- CHALLENGE
Show every line of the records that contains the word "person", copying each one in full.
-- BEGIN DATASET EXCERPTS --
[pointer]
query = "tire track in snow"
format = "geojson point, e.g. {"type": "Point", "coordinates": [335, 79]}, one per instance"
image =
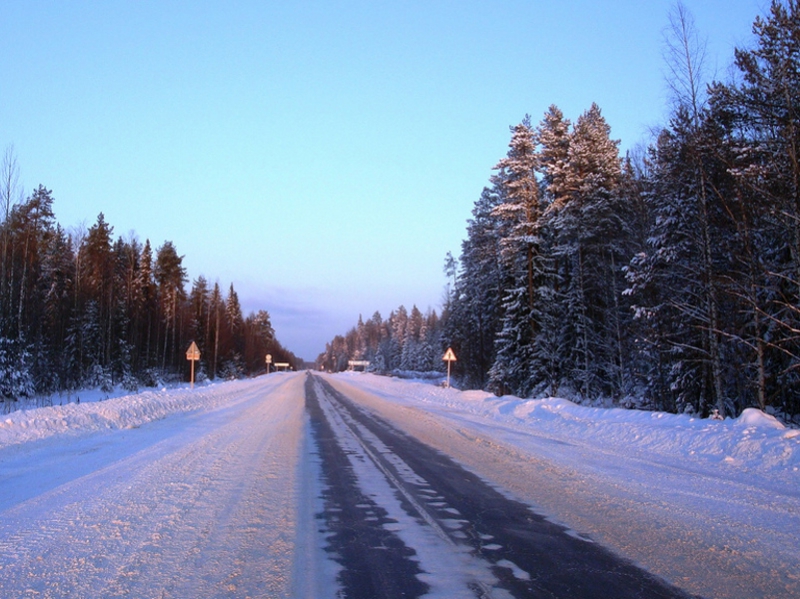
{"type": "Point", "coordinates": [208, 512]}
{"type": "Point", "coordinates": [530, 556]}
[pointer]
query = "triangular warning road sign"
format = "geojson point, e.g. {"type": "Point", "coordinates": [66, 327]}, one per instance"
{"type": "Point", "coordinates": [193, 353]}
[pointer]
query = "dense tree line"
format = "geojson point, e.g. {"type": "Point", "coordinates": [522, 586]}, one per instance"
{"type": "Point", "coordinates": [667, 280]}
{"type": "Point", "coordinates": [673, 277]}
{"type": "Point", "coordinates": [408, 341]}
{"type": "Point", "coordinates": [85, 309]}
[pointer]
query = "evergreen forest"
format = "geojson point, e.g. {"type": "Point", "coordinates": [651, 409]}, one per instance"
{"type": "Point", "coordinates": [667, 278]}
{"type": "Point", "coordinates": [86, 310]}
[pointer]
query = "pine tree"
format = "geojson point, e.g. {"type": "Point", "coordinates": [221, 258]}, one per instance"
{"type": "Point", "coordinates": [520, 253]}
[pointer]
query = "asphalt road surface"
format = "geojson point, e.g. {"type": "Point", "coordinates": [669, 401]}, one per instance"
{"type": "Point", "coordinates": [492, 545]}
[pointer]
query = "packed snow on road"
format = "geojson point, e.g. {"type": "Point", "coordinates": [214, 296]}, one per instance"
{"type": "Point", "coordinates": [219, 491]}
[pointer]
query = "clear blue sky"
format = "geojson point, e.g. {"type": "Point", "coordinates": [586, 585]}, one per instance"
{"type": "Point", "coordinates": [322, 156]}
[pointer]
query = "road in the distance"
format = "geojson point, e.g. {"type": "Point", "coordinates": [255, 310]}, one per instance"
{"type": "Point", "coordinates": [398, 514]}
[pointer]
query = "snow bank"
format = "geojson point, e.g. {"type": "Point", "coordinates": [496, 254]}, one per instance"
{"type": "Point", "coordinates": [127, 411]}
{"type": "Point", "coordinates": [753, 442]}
-- END DATASET EXCERPTS --
-- BEGIN DATASET EXCERPTS --
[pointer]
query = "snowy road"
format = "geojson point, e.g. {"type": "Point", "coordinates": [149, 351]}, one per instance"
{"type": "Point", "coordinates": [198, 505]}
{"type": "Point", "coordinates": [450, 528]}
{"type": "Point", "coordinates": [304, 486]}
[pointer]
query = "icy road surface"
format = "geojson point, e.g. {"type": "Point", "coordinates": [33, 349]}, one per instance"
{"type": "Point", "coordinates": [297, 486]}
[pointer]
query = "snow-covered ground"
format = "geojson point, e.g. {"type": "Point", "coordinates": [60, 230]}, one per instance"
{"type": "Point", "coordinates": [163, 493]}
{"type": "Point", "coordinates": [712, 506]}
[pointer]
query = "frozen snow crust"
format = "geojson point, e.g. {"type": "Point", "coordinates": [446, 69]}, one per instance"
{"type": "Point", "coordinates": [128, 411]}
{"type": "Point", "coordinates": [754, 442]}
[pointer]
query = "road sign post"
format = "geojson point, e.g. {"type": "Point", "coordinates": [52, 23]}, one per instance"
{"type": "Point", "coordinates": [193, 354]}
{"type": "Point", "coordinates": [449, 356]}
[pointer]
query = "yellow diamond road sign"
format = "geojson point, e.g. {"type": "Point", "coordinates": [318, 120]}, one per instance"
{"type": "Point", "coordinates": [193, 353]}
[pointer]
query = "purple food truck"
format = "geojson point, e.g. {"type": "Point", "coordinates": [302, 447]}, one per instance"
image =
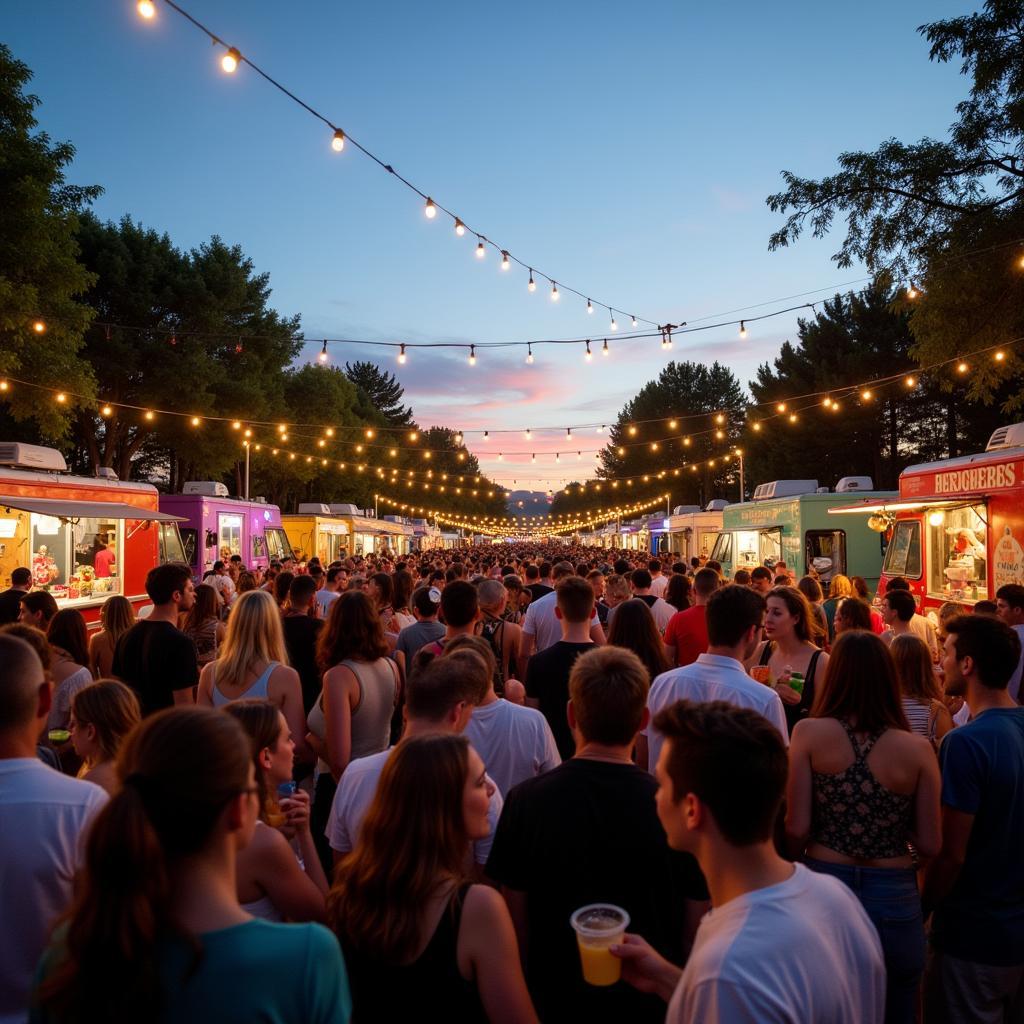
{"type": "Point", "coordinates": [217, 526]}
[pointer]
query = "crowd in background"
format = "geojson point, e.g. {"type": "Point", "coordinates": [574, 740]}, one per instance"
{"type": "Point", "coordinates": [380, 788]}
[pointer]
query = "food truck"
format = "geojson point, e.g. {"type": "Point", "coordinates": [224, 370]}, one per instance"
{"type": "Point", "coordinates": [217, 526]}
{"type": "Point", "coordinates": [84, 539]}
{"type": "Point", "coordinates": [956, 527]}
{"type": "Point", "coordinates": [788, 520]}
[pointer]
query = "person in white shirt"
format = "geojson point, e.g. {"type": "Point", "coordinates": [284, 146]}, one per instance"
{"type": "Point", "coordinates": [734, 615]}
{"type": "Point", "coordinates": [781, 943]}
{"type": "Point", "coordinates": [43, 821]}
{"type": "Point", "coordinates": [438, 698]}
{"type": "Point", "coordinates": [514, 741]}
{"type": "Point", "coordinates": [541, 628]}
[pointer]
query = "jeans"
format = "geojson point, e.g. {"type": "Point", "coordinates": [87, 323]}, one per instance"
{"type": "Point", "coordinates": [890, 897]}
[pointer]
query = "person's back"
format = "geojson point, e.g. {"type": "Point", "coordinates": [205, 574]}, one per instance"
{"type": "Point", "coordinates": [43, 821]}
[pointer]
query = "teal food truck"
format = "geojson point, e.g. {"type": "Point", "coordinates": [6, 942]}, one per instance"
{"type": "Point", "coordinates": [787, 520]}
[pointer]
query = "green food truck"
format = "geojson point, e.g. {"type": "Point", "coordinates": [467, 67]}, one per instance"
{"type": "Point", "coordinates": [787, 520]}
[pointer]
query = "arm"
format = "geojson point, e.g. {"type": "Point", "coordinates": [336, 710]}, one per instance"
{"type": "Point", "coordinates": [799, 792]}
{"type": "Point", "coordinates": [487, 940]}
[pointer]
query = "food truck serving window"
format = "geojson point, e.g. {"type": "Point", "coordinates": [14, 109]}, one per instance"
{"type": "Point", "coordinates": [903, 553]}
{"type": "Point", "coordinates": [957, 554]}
-- END DATASET EXCERPTS --
- THE ANSWER
query = "person in white shirt"
query = "person's back"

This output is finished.